Items listed in a dataset
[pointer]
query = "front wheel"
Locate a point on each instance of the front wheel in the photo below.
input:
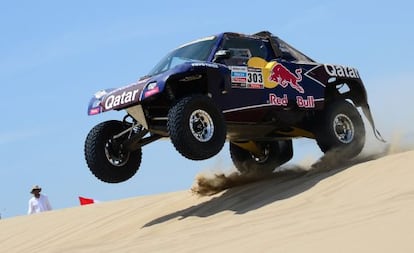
(340, 129)
(272, 155)
(105, 157)
(196, 127)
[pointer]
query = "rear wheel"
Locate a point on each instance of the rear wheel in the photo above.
(340, 129)
(196, 127)
(105, 157)
(272, 155)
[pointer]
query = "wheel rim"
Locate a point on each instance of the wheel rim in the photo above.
(201, 125)
(343, 128)
(115, 156)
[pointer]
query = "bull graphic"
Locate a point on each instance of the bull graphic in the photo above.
(284, 77)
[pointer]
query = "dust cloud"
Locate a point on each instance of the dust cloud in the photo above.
(208, 182)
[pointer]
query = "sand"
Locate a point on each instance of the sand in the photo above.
(368, 207)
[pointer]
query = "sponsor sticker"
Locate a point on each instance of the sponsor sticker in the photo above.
(308, 102)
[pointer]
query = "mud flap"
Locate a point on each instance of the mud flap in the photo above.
(367, 112)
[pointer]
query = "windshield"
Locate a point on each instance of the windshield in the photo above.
(198, 50)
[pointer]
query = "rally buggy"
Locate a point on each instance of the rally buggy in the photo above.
(256, 91)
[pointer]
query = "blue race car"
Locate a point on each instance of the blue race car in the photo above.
(255, 91)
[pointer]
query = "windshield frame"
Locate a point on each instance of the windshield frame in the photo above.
(186, 53)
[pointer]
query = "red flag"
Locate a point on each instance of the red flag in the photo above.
(85, 201)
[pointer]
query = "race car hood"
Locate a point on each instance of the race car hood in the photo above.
(115, 99)
(135, 93)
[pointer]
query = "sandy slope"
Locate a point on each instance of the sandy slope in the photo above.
(365, 208)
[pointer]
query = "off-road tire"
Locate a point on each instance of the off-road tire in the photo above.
(102, 160)
(340, 129)
(276, 153)
(196, 127)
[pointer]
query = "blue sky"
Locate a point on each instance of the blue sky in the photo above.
(55, 55)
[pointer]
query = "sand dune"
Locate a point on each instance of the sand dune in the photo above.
(368, 207)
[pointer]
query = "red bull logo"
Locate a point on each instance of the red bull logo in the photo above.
(281, 75)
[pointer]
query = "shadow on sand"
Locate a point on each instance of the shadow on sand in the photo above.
(246, 193)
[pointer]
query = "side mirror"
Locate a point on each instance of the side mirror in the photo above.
(222, 55)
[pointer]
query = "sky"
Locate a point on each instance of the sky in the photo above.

Task goal: Every line above should be repeated exactly; pictures stay out of the copy.

Reply to the exercise:
[pointer]
query = "front wheel"
Locate a point on each instance of the front wheel in the photo below.
input:
(340, 129)
(272, 155)
(105, 157)
(196, 127)
[pointer]
query = "rear wheel"
Locate a point on each instance of the rear wheel in the photo above.
(340, 129)
(196, 127)
(105, 157)
(272, 155)
[pointer]
query = "wheel rim"
Locate a point on each instance of the wheel rim in the photo above.
(201, 125)
(343, 128)
(115, 156)
[pointer]
query = "bull graphic"
Locate a point on each instance of the bull graphic in the photo above.
(284, 77)
[pointer]
query = "dust cloud"
Locate a point on each instance of the dust cloud in the photo above.
(208, 182)
[pointer]
query = "sand"
Locate a point on each instance of the sand in the photo above.
(368, 207)
[pointer]
query = "sponsor sticker"
Locate a point on each instance of the sponsor sticker in the photo above.
(308, 102)
[pointer]
query = "mud flap"
Locate a point on each instance of the mud flap in the photo above.
(367, 112)
[pointer]
query = "windshield"
Locate a point on each instance of the windshield in the photo above.
(198, 50)
[pointer]
query = "rally buggy"
Locate a point on each instance of the rally buggy in the photo above.
(256, 91)
[pointer]
query = "blue race car"
Locate a point on each instance of the blue race car in the photo above.
(255, 91)
[pointer]
query = "windshield frame"
Locate a point on each instance of the windshield frame in the photo above.
(186, 53)
[pointer]
query = "red flag"
Locate a point on each instance of the red flag in the photo above.
(85, 201)
[pointer]
query = "race car hood"
Locate a point on each instance of the race car hood in the photo above.
(115, 99)
(135, 93)
[pointer]
query = "sandy slope"
Locate a point on each instance of the sandy slope in the photo above.
(365, 208)
[pointer]
query = "off-road tire"
Locate a point on each instance of the off-road tire in the photo above.
(102, 160)
(340, 129)
(276, 153)
(196, 127)
[pointer]
query = "blue sky"
Locate a point on each instance of the blue sky in the photo above.
(55, 55)
[pointer]
query = "sand dune"
Locate a point on each instance of the sand dune in the photo above.
(368, 207)
[pointer]
query = "red bull logo"
Locate a point on each instance of the red bull logo in the photo above.
(281, 75)
[pointer]
query = "shadow on sand"
Locate a point on each instance of the shadow on sand in the photo above.
(246, 193)
[pointer]
query = "side mirror"
Locate a point on each instance of the side mirror in the photo above.
(222, 55)
[pointer]
query = "sky"
Locate a point on each instance of the sky in the photo above.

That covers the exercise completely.